» **Document passage**
════════════════════

# What is the difference between molly caps and pills?



## notsoholyroller

I may be getting a chance at some point in the future to try molly caps. It would be tested from a trusted source so I am not questioning the purity or asking for substance id. 

I am asking what the difference is between the press pill roll experience and the molly cap roll experience?

I am used to the speedy type roll from pills when out clubbing.

 I have done 2 clean pill rolls before and it was very nice too. 

Would the molly roll be more like a clean pill roll versus a 
speedy type roll from a speedy press pill?

If that is the case and I am clubbing I would drink a red bull along with the molly to keep my energy level up.

Sorry mods if this is in the wrong place !

Thanks in advance for your replies. PLUR


----------



## Fyasko.

"Molly" is supposed to be pure MDMA inside of a capsule.
you cant have a pressed pill thats _just_ MDMA.
and imo molly tends to give you more of a floored feeling that a dancey feeling so a redbull isnt a bad idea.


----------



## Folley

Fyasko. said:


> "Molly" is supposed to be pure MDMA inside of a capsule.
> you cant have a pressed pill thats _just_ MDMA.
> and imo molly tends to give you more of a floored feeling that a dancey feeling so a redbull isnt a bad idea.


 
But you can have a pill thats only active ingredient is MDMA, which is what your supposed to get, but never do. And yeah pure molly would be less stimulating than the meth/amphetamine in your pills, but it could be cut with just about anything too.

════════════════════

» **Source data**
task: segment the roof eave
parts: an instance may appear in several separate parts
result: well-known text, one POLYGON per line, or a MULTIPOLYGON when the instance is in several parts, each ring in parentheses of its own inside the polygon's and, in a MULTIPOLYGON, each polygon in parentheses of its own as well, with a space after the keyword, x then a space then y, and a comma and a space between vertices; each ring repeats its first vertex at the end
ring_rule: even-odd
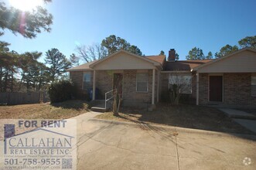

════════════════════

» **Objective**
Name every user who posts in the forum thread on molly caps and pills, in the order their posts appear.

» **Correct answer**
notsoholyroller
Fyasko.
Folley